Challenge A: Extract everything from "The suits are" down to "and James Brown." in the article on the music lawsuits against AI startups, and copy it word for word.
Challenge B: Summarize the article on the music lawsuits against AI startups in two sentences.
Challenge C: Proceed with the article on the music lawsuits against AI startups, picking up right after its final sentence.

Page excerpt:
start

Recording Industry Sues AI Startups Citing Mass Infringement

A group that includes the world’s three largest music labels — Sony, Universal and Warner — are backing federal lawsuits brought by the Recording Industry Association of America against AI companies Suno and Udio. Claiming “mass infringement,” the suits allege the startups scraped libraries of copyrighted songs to train models that power generative audio products allowing consumers to create music using text prompts. Suno is based in Massachusetts while Udio and its parent Uncharted are headquartered in New York, with the actions filed earlier this week in their respective states.

The suits are “a sign of an intensifying fight between creative industries and Silicon Valley over emerging technologies that are transforming how consumers interact with art,” writes The Wall Street Journal, which says the plaintiffs seek declaratory relief stating copyright infringement, injunctions against future use of the material “and damages, including as much as $150,000 per work infringed.”

The lawsuits allege services offered by the startups “have produced vocals RIAA says are indistinguishable from famous artists, including Lin-Manuel Miranda, Bruce Springsteen, Michael Jackson and ABBA,” The Wall Street Journal reports, listing generative “sound-a-likes of recordings” from The Temptations, Green Day, Mariah Carey, Chuck Berry and James Brown.

Suno CEO Mikey Shulman issued a statement quoted in The New York Times claiming the company’s tech “is designed to generate completely new outputs, not to memorize and regurgitate pre-existing content” and that it doesn’t allow users to prompt using artists’ names.

end

Material provided:
start

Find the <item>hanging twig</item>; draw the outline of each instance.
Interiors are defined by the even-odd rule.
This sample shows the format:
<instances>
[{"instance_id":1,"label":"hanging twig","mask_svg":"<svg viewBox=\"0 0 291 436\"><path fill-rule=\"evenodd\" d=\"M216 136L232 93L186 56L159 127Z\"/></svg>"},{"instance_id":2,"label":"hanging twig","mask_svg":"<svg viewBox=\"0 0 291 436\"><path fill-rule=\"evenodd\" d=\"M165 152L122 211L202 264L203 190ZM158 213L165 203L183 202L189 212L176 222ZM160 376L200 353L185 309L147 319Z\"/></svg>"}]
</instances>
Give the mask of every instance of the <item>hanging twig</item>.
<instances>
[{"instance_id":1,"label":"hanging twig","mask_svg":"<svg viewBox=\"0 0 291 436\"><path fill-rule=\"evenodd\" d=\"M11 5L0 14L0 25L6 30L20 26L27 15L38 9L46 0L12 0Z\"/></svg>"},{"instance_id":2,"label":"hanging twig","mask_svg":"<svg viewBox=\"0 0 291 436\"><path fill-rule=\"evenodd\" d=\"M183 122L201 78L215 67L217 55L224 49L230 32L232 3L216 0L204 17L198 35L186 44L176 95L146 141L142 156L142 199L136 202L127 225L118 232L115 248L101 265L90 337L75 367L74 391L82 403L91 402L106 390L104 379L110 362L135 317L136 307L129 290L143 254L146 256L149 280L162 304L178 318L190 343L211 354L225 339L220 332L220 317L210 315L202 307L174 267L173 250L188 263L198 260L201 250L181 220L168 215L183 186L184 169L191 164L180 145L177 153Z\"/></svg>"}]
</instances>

end

Response A:
The suits are “a sign of an intensifying fight between creative industries and Silicon Valley over emerging technologies that are transforming how consumers interact with art,” writes The Wall Street Journal, which says the plaintiffs seek declaratory relief stating copyright infringement, injunctions against future use of the material “and damages, including as much as $150,000 per work infringed.”

The lawsuits allege services offered by the startups “have produced vocals RIAA says are indistinguishable from famous artists, including Lin-Manuel Miranda, Bruce Springsteen, Michael Jackson and ABBA,” The Wall Street Journal reports, listing generative “sound-a-likes of recordings” from The Temptations, Green Day, Mariah Carey, Chuck Berry and James Brown.

Response B: Backed by Sony, Universal and Warner, the Recording Industry Association of America has filed federal lawsuits in Massachusetts and New York accusing AI companies Suno and Udio of "mass infringement" for allegedly scraping copyrighted songs to train models that let consumers create music from text prompts. The plaintiffs seek declaratory relief, injunctions, and damages of up to $150,000 per work infringed, while Suno's CEO says its technology is designed to generate completely new outputs and does not let users prompt with artists' names.

Response C:
The RIAA countered that “Suno continues to dodge the basic question: What sound recordings have they illegally copied?,” according to the WSJ, which said “representatives for Udio did not respond to requests for comment.”

The complaints describe how the plaintiffs were able to prompt Suno into generating what were described as identifiable copies of copyrighted works. “One example provided in the lawsuit describes how the labels generated songs extremely similar to Chuck Berry’s 1958 rock hit ‘Johnny B. Goode’ in Suno by using prompts like ‘1950s rock and roll, rhythm & blues, 12 bar blues, rockabilly, energetic male vocalist, singer guitarist,’ along with snippets of the song’s lyrics,” Wired reports.

“The music community has embraced AI and we are already partnering and collaborating with responsible developers to build sustainable AI tools centered on human creativity that put artists and songwriters in charge,” RIAA Chairman and CEO Mitch Glazier said in a statement.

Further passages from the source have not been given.